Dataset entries
• • • • • • •
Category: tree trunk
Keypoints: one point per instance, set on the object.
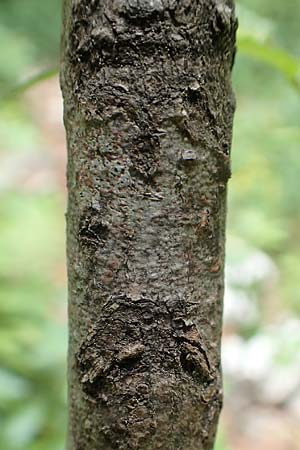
(148, 114)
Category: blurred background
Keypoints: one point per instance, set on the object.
(261, 345)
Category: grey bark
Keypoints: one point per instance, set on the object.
(148, 113)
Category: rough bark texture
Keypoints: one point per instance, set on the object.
(148, 113)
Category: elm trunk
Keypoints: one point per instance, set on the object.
(148, 113)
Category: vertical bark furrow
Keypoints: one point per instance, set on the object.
(148, 114)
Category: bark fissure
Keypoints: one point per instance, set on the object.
(148, 114)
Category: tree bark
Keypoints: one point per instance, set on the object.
(148, 113)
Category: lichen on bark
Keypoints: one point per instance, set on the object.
(148, 113)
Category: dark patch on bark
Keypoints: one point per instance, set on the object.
(148, 112)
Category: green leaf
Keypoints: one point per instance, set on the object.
(286, 64)
(29, 83)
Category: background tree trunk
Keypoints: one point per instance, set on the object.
(148, 113)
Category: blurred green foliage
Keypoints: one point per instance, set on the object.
(264, 207)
• • • • • • •
● **About this exercise**:
Whenever a line in the data above contains the word "bark", include it in the tally, and report only the final number.

● **Response**:
7